Excerpt to read:
Products | October 1, 2014 | By:

Introduction

Traditionally, leach pad lining systems have consisted of a single geomembrane liner placed directly over a prepared subgrade of locally available soil or, occasionally, compacted clay.

Heap fills are most commonly constructed by placing a layer of highly-permeable drainage stone (overliner) over the geomembrane, usually with perforated drainage pipe incorporated in the overliner layer. Ore is then placed on the leach pad in 3m- to 15m-thick lifts, often reaching final heights of 100m to 160m. The ore is generally crushed to a maximum particle size of 5mm to 50mm, but occasionally is crushed to a larger maximum size (e.g., 100mm to 150mm) or even leached without crushing (run-of-mine).

The ore is irrigated with a chemical solvent that dissolves the target metals from the ore. The nature of the leaching solution depends on the targeted metal.

Low pH sulfuric acid solutions are generally used to leach copper, uranium, and nickel. High pH sodium cyanide solutions are used to leach gold and silver, and high pH carbonate solutions are occasionally used to leach uranium. The metal-laden pregnant leach solution (PLS) passes down through the ore pile and is captured in a drainage system. Metals are extracted from the leach solution through various down-stream processes and the solution is then recycled back onto the leach pile.

Exercise data:
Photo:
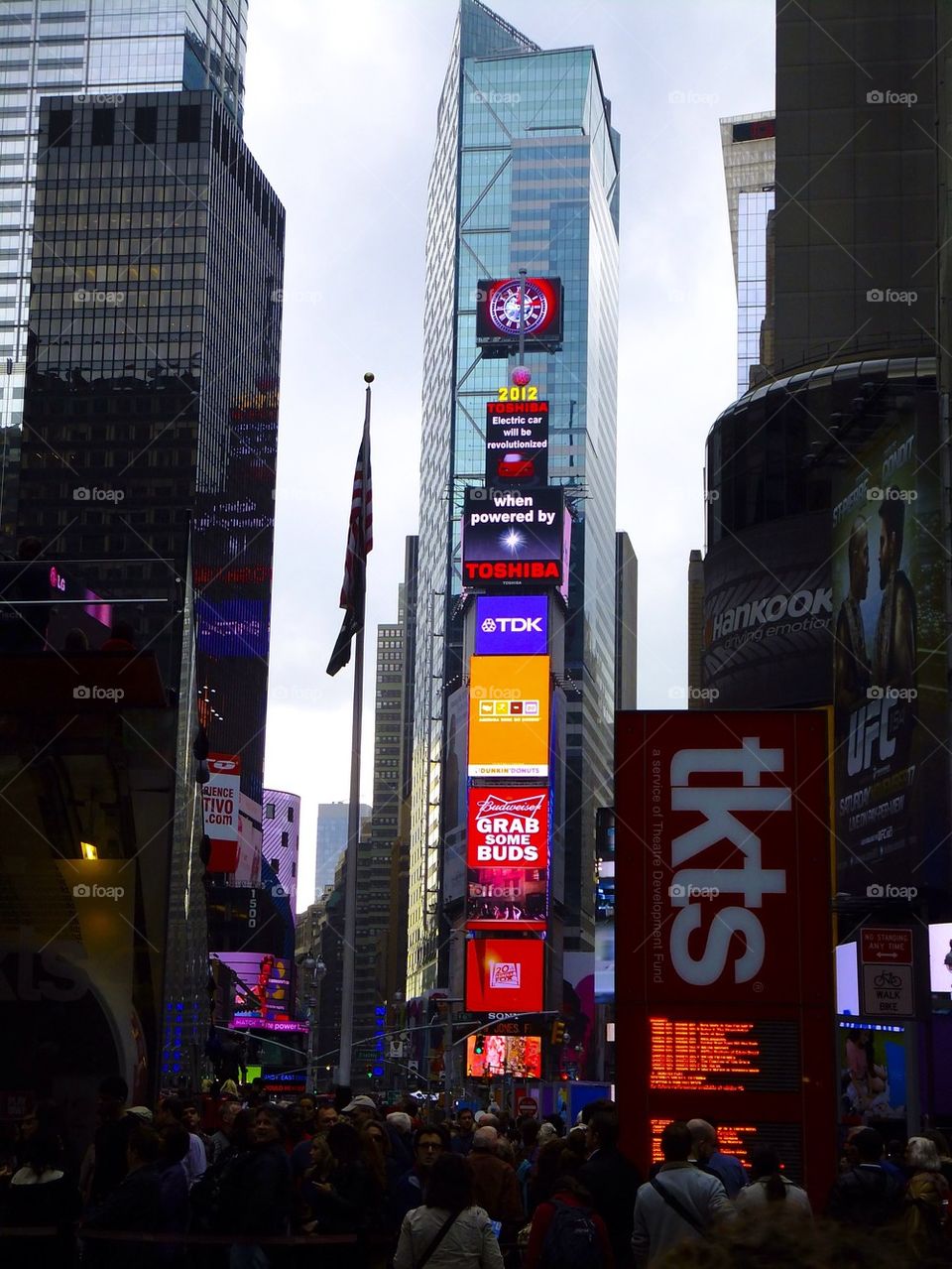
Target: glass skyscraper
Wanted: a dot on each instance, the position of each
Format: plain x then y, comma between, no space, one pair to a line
103,49
525,176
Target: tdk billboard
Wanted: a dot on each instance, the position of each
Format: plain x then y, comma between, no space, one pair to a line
513,626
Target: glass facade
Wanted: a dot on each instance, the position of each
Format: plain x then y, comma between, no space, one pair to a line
105,50
525,176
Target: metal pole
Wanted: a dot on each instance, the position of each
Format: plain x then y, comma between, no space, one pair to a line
350,895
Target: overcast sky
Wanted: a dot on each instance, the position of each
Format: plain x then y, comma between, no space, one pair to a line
341,113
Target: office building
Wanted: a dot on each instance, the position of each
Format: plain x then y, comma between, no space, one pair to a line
525,176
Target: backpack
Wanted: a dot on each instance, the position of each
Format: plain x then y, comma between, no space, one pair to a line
572,1240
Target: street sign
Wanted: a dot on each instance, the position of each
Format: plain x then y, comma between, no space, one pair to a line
885,946
888,991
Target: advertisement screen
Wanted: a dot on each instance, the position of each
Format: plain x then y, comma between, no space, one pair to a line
511,626
509,717
505,976
724,946
499,313
505,1055
518,444
513,537
891,685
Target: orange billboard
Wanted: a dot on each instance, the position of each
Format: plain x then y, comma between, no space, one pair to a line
509,717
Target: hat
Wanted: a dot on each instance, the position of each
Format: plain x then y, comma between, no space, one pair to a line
363,1100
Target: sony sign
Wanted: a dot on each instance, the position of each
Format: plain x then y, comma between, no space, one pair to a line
511,624
719,805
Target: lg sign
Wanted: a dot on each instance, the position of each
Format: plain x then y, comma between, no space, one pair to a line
511,624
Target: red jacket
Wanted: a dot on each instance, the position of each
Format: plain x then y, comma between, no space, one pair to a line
542,1219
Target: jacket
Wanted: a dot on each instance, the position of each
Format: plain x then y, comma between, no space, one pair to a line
658,1227
468,1244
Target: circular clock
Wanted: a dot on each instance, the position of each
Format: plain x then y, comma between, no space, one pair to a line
504,306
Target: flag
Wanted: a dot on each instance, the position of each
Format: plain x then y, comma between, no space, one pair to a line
360,540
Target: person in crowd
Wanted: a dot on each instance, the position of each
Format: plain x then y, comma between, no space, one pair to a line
867,1195
112,1137
465,1127
449,1229
925,1202
706,1151
428,1144
613,1182
769,1188
679,1205
567,1228
495,1183
260,1193
133,1206
41,1193
173,1110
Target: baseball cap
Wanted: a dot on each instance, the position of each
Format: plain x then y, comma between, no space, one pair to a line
363,1100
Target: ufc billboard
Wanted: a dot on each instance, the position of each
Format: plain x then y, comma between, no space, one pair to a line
724,946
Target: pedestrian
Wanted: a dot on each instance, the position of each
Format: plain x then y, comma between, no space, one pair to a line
679,1205
925,1202
706,1152
769,1188
866,1195
495,1183
449,1229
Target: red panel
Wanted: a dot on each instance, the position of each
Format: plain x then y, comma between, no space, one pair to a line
724,947
505,976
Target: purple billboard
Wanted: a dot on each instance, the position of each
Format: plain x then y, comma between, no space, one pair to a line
511,626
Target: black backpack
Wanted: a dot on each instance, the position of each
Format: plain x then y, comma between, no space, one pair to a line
572,1240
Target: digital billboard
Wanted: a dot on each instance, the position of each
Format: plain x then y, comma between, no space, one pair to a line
892,722
518,444
500,314
514,538
511,626
505,1055
509,717
724,946
505,976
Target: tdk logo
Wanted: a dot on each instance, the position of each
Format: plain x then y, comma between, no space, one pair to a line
511,626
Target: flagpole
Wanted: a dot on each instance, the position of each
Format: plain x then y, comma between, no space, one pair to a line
350,890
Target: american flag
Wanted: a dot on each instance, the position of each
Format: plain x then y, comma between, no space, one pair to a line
360,540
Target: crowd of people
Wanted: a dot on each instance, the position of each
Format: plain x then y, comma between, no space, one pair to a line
235,1181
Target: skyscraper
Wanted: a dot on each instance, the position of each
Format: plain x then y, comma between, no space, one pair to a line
525,176
103,51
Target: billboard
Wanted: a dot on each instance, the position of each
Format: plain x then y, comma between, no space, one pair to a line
505,1055
505,976
509,717
221,801
724,965
769,615
511,626
518,444
891,685
514,538
499,317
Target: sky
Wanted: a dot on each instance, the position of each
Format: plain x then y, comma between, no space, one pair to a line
340,112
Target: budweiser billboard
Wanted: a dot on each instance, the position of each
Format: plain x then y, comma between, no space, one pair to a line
724,947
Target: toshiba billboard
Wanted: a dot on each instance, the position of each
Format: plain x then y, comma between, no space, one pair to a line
724,949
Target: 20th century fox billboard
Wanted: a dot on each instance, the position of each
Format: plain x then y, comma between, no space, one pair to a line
892,768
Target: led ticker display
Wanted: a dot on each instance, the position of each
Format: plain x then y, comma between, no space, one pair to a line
505,1055
514,538
724,1056
505,976
724,983
499,317
509,717
518,444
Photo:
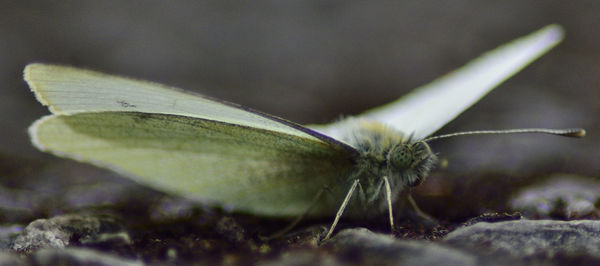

Problem to solve:
Please write out the part of the heap leach pad text that begins at the words "The ore is irrigated" and stops after "the targeted metal.", copying it word for word.

Result of this task:
The ore is irrigated with a chemical solvent that dissolves the target metals from the ore. The nature of the leaching solution depends on the targeted metal.